■ **ACTION ITEM**: Restate the records word for word, omitting nothing.

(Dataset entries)
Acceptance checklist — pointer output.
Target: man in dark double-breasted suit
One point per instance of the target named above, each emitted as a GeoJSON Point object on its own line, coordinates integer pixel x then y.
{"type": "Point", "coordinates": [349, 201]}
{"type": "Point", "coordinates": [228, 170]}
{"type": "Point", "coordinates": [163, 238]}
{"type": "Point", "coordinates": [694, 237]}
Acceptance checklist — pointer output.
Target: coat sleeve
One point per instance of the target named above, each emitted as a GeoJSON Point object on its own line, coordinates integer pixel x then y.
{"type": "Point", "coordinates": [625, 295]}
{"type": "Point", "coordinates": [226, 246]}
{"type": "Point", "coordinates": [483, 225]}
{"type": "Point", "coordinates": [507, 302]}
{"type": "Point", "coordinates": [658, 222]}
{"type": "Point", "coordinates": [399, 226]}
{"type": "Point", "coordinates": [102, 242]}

■ **FINISHED EXERCISE**:
Acceptance checklist — pointer output.
Target: man in dark double-breasted suit
One point per instance of the target named above, each emitted as a GeoJSON Point object on its own line, coordinates integer pixel x then y.
{"type": "Point", "coordinates": [349, 201]}
{"type": "Point", "coordinates": [228, 170]}
{"type": "Point", "coordinates": [163, 238]}
{"type": "Point", "coordinates": [694, 237]}
Acceptance checklist — pointer output.
Target: coat sleeve
One point per instance of the target named above, each emitted as a GeoJSON Point object on its own line, coordinates integer pixel x then y.
{"type": "Point", "coordinates": [625, 295]}
{"type": "Point", "coordinates": [226, 246]}
{"type": "Point", "coordinates": [483, 225]}
{"type": "Point", "coordinates": [507, 302]}
{"type": "Point", "coordinates": [658, 222]}
{"type": "Point", "coordinates": [399, 226]}
{"type": "Point", "coordinates": [102, 242]}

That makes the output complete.